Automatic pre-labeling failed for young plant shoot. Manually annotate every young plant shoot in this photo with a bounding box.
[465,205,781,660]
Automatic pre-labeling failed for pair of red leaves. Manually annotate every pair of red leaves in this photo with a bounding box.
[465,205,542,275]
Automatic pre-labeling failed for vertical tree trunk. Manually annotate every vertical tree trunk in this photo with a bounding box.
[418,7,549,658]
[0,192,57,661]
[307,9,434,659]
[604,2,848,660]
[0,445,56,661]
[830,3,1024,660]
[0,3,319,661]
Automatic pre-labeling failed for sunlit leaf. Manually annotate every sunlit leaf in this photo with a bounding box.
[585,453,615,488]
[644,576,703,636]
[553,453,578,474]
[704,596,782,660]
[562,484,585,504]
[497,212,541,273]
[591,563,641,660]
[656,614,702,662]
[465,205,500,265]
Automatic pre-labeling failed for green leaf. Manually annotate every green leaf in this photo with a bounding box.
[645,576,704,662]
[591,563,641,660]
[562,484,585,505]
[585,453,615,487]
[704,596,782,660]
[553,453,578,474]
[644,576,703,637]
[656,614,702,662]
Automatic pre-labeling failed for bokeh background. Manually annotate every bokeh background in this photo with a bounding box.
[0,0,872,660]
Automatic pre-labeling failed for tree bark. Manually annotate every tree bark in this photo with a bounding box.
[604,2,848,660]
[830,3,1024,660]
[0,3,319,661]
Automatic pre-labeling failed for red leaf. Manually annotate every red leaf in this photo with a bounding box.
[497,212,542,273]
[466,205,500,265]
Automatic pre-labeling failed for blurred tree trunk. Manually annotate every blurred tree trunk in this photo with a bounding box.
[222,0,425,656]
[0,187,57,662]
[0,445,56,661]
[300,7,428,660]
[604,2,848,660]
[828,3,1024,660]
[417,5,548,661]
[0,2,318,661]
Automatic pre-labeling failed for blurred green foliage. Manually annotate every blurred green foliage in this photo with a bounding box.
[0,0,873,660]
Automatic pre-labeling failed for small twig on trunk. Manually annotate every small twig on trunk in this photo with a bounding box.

::::

Only the lines from the one with "Automatic pre-labeling failed for blurred green" to the end of the entries above belong in your answer. Retype them exactly.

** Task solution **
Automatic pre-labeling failed for blurred green foliage. Manually annotate every blurred green foliage in this photo with a bounding box.
[0,0,873,660]
Automatic pre-labeling failed for small twig on trunk. Manually annotate every small twig on trunk in this photo with a bounding box.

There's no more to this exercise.